_Instructions to follow_
Wherever the word "water" appears in a line of the data, that line should be copied.

_Dataset excerpts_
======

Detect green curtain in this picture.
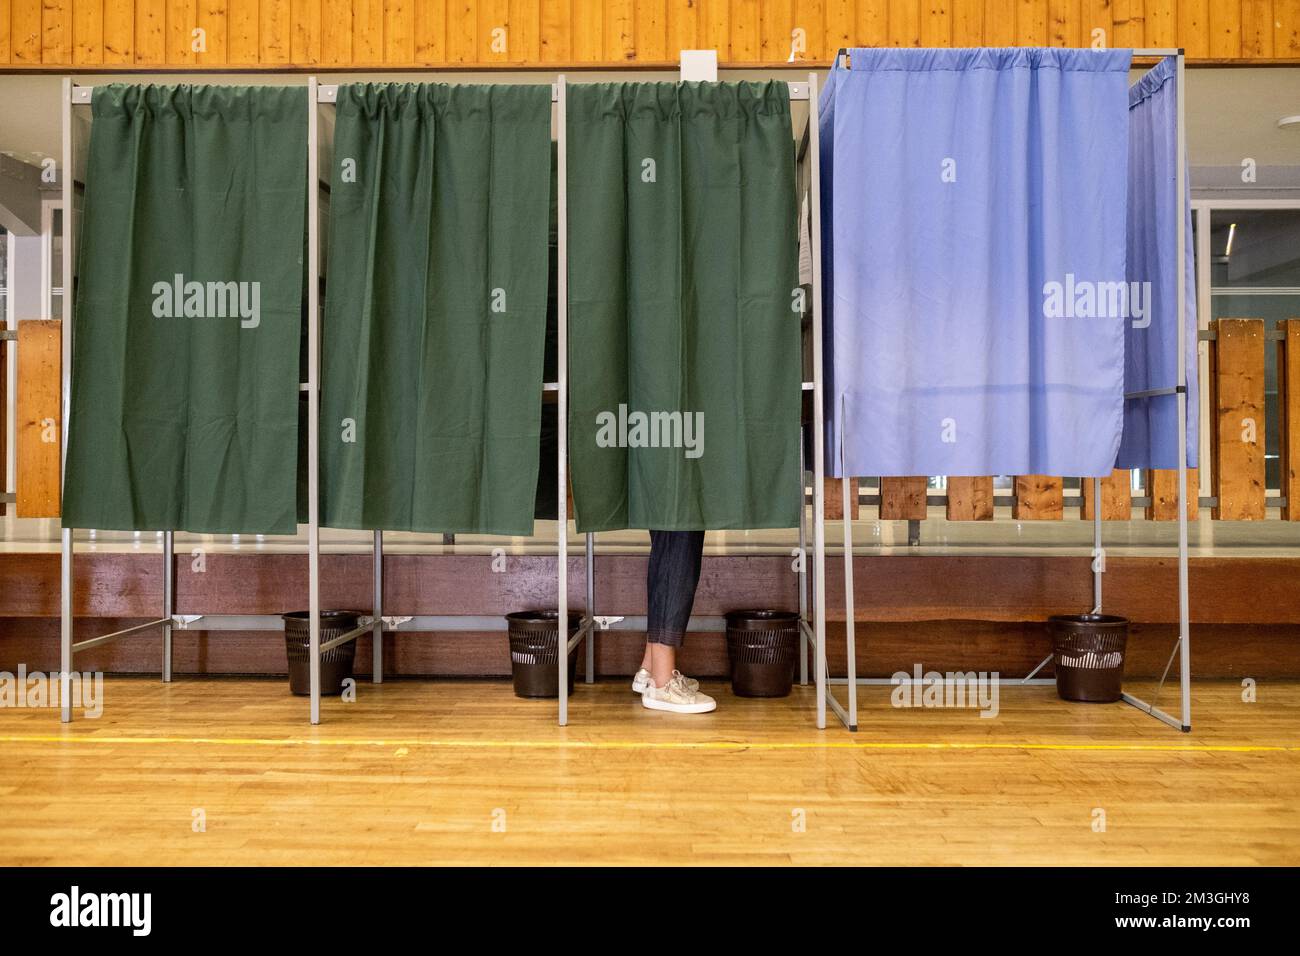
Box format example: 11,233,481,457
320,83,551,534
62,85,307,534
566,81,802,532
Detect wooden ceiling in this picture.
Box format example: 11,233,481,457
1,1,1297,70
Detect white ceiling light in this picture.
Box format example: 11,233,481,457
1278,115,1300,130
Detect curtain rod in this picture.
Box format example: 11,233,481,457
70,80,814,105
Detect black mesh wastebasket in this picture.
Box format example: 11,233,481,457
283,610,361,696
1048,613,1129,703
725,610,800,698
506,610,581,698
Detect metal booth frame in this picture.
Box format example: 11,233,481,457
553,75,833,727
821,48,1194,733
57,71,832,728
59,52,1190,734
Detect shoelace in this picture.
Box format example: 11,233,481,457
667,670,694,700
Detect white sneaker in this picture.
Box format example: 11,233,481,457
641,670,716,714
632,667,698,694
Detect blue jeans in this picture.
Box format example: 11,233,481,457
645,530,705,648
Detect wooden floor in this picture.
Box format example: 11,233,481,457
1,677,1297,866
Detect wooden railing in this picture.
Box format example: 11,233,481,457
6,317,1297,523
3,319,62,519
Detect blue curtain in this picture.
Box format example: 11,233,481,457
821,47,1132,478
1116,56,1199,469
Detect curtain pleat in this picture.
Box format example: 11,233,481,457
566,81,802,532
62,84,307,533
822,48,1132,479
1116,56,1200,469
320,83,551,534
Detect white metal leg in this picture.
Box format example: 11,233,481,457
1120,51,1192,733
1174,51,1192,733
556,74,570,727
373,530,383,684
59,77,74,724
840,440,858,731
162,530,174,682
797,439,808,686
585,532,595,683
807,70,828,731
307,77,322,725
1092,477,1103,612
60,528,72,723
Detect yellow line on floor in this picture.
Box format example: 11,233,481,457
0,734,1295,753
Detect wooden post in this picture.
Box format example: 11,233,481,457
879,476,927,520
16,320,62,518
1081,469,1131,520
1012,475,1063,520
0,334,6,517
1211,318,1266,520
945,476,994,520
1281,319,1299,522
824,477,859,520
1145,468,1199,521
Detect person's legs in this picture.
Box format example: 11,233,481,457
642,529,705,686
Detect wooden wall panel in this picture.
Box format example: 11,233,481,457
450,1,477,61
824,477,860,520
951,0,983,44
759,0,786,60
984,0,1016,44
9,552,1298,625
289,0,318,63
258,0,289,61
0,337,6,517
1145,467,1199,520
732,0,761,59
15,320,61,518
1279,0,1300,56
226,0,257,63
42,0,71,62
886,0,921,46
667,0,697,52
102,0,132,62
72,0,102,64
1178,0,1209,57
135,0,164,62
1080,469,1131,520
0,0,10,61
198,0,229,65
1017,0,1048,46
1211,319,1267,520
1280,319,1300,521
1047,0,1080,47
879,476,928,519
478,0,510,63
165,0,195,64
945,476,994,520
1110,0,1144,48
320,0,351,64
855,0,888,46
14,0,41,63
352,0,383,63
1241,0,1274,56
1012,474,1063,519
1146,0,1177,46
1209,0,1242,57
1082,0,1111,49
6,617,1297,679
571,0,603,60
4,1,1295,65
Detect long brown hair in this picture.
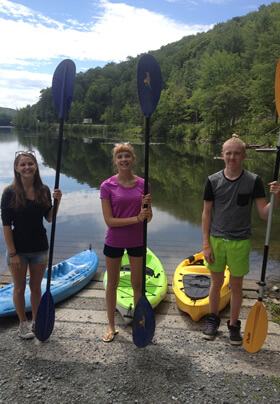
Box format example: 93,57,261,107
5,152,51,211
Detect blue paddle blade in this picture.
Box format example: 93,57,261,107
35,290,55,342
132,295,155,348
137,54,162,117
52,59,76,118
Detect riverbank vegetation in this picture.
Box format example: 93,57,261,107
12,3,280,145
267,302,280,325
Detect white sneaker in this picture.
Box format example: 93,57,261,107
18,321,35,339
31,321,35,334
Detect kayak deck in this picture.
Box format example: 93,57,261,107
173,252,231,321
103,248,167,323
0,248,99,317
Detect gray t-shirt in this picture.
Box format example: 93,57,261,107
203,169,265,240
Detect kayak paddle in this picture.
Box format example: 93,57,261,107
35,59,76,342
133,54,162,348
243,59,280,353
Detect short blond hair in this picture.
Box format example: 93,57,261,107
223,134,246,153
113,143,136,160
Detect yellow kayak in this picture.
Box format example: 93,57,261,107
172,252,231,321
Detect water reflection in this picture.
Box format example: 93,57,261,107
0,127,279,284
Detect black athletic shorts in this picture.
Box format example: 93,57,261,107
103,244,144,258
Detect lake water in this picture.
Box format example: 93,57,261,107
0,127,279,284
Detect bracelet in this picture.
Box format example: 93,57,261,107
9,252,17,257
137,215,141,223
203,245,210,249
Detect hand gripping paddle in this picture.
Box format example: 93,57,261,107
132,54,162,348
35,59,76,342
243,59,280,353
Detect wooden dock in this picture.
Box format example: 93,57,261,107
0,270,278,325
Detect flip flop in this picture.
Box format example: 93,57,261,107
102,329,119,343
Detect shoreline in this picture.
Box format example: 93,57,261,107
1,273,280,403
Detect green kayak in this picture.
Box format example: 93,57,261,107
103,248,167,324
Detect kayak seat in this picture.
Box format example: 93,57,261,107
182,274,211,300
50,262,69,278
121,265,155,277
189,260,204,266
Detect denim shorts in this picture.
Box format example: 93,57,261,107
103,244,144,258
6,250,49,266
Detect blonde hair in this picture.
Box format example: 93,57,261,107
113,143,136,160
223,134,246,153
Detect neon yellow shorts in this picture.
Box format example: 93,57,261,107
204,236,251,277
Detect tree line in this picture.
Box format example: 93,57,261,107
0,107,17,126
13,2,280,145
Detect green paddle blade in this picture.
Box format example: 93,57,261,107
243,301,268,353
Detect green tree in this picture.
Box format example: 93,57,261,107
191,51,248,136
0,112,12,125
12,105,37,128
69,101,84,124
83,77,115,122
36,88,57,123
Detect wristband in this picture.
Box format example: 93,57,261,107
9,252,17,257
203,245,210,249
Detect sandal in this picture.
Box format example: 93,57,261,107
103,329,119,343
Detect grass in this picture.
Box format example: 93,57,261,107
266,302,280,325
271,376,280,391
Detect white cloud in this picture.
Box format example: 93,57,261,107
0,69,52,109
0,0,213,108
1,0,211,63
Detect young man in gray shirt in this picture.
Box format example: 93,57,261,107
202,134,280,345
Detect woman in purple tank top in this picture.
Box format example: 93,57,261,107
100,143,152,342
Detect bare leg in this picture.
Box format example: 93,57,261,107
9,263,28,323
128,255,143,308
29,263,47,321
229,275,243,325
104,256,122,338
209,271,225,315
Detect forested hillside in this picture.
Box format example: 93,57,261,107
13,2,280,144
0,107,16,126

======

_Answer below_
Detect water reflection in this picture.
Detect lake water in this picture.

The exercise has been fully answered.